## WHAT THIS TASK INVOLVES
Quote the rows below exactly, starting at the line that contains "Q: Mark a point on every instance of the overcast" and ending at the end of the rows.

Location annotation dataset excerpts:
◇ ◇ ◇ ◇ ◇

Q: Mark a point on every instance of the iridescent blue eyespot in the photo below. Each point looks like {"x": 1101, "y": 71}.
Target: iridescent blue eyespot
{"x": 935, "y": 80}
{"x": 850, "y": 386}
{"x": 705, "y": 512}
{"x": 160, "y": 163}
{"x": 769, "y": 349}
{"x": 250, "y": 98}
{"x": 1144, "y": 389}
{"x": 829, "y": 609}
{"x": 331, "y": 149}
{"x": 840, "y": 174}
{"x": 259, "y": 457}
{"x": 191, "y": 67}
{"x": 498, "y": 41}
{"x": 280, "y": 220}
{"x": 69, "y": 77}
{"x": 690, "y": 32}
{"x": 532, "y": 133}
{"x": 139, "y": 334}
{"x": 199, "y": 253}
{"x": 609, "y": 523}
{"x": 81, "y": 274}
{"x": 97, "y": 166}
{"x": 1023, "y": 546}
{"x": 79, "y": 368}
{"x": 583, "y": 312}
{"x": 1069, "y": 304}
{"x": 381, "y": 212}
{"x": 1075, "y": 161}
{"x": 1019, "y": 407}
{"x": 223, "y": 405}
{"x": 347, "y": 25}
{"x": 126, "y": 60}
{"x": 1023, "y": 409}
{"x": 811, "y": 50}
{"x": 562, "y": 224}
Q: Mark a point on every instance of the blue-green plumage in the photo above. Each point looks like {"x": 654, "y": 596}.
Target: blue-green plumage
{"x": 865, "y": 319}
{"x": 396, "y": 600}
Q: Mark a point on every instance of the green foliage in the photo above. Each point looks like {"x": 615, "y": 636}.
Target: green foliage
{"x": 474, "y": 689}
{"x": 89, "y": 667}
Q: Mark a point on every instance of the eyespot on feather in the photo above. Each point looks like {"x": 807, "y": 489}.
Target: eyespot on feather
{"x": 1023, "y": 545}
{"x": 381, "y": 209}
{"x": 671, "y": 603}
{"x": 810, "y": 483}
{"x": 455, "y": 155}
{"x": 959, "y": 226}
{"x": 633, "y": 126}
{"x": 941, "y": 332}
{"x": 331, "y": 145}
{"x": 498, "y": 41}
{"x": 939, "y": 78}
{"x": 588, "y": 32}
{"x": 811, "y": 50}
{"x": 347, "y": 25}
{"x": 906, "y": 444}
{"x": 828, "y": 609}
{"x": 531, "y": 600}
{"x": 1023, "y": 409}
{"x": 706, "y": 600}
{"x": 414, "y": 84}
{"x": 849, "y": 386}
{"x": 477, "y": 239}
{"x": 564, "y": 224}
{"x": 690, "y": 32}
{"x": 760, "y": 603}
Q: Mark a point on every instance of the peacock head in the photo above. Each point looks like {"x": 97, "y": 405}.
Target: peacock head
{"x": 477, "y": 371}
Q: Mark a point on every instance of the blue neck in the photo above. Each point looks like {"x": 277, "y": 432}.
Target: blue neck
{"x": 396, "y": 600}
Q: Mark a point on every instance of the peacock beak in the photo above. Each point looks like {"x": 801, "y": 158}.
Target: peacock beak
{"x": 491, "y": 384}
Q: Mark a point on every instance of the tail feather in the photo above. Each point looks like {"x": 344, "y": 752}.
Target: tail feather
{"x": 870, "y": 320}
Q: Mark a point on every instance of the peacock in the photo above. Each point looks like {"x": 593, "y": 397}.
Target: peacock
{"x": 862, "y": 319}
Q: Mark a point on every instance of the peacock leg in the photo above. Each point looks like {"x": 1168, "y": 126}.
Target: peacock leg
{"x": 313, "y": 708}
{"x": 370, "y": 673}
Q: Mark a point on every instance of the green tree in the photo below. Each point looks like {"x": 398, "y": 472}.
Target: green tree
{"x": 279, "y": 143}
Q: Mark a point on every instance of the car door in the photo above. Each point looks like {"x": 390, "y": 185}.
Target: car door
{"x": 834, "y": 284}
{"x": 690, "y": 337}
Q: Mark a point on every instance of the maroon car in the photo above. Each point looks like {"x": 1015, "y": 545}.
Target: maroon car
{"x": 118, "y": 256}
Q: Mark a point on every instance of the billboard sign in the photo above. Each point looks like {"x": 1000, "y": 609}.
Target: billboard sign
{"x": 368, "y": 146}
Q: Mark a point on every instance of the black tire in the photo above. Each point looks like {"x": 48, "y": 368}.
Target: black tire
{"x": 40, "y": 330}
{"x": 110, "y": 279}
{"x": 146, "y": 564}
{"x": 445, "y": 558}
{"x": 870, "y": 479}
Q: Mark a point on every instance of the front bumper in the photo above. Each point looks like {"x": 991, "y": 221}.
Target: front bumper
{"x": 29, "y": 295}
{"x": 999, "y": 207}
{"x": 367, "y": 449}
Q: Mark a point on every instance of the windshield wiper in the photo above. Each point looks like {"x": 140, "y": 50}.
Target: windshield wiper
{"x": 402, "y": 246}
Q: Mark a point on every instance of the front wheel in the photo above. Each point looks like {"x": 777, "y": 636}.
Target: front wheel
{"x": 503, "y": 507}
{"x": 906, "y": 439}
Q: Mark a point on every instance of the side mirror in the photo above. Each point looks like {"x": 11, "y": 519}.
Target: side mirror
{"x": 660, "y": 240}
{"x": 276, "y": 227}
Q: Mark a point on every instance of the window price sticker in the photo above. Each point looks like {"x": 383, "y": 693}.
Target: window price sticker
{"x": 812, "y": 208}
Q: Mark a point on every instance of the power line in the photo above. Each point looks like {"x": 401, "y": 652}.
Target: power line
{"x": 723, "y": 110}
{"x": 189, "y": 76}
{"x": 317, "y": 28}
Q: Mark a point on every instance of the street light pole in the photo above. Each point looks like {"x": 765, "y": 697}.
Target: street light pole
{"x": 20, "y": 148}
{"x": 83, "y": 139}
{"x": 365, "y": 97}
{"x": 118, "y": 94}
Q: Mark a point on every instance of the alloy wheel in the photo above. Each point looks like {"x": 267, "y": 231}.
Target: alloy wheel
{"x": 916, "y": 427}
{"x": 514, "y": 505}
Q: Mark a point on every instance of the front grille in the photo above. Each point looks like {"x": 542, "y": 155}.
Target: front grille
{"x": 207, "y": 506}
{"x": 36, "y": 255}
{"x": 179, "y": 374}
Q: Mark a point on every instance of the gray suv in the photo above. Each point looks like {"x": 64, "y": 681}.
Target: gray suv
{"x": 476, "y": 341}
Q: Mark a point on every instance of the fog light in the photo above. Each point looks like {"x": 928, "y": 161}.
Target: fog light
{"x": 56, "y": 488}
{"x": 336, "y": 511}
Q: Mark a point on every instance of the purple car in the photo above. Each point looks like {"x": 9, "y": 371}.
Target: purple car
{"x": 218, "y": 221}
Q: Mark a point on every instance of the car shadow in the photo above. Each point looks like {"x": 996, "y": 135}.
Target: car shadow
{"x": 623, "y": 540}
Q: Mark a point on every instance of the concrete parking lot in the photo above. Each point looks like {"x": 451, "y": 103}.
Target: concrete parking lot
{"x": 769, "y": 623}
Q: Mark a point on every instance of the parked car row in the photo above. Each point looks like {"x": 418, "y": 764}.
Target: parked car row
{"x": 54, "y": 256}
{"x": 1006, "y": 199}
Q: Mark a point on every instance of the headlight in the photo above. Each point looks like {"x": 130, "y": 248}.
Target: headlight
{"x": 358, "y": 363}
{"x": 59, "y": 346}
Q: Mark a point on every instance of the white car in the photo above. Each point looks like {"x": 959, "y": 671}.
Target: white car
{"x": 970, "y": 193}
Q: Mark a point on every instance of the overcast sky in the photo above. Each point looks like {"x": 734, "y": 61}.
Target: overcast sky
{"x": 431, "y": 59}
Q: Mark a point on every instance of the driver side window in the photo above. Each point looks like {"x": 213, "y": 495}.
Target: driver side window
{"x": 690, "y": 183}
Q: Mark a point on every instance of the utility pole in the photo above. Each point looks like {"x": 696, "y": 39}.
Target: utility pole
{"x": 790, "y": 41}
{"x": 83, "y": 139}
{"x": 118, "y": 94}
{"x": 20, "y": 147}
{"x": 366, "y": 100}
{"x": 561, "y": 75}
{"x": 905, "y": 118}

◇ ◇ ◇ ◇ ◇

## WRITTEN SOLUTION
Q: Mark a point on every instance of the overcast sky in the photo above. Each point looks like {"x": 734, "y": 61}.
Target: overcast sky
{"x": 431, "y": 59}
Q: Mark a point on every instance of the driver side window in the photo above. Each point looks like {"x": 213, "y": 495}.
Target: driver side window
{"x": 690, "y": 183}
Q: Mark a point on every instance of the utility pole in the photo above. Each point looks like {"x": 696, "y": 39}.
Target: utility pole
{"x": 790, "y": 41}
{"x": 83, "y": 139}
{"x": 118, "y": 94}
{"x": 20, "y": 147}
{"x": 366, "y": 100}
{"x": 561, "y": 75}
{"x": 905, "y": 118}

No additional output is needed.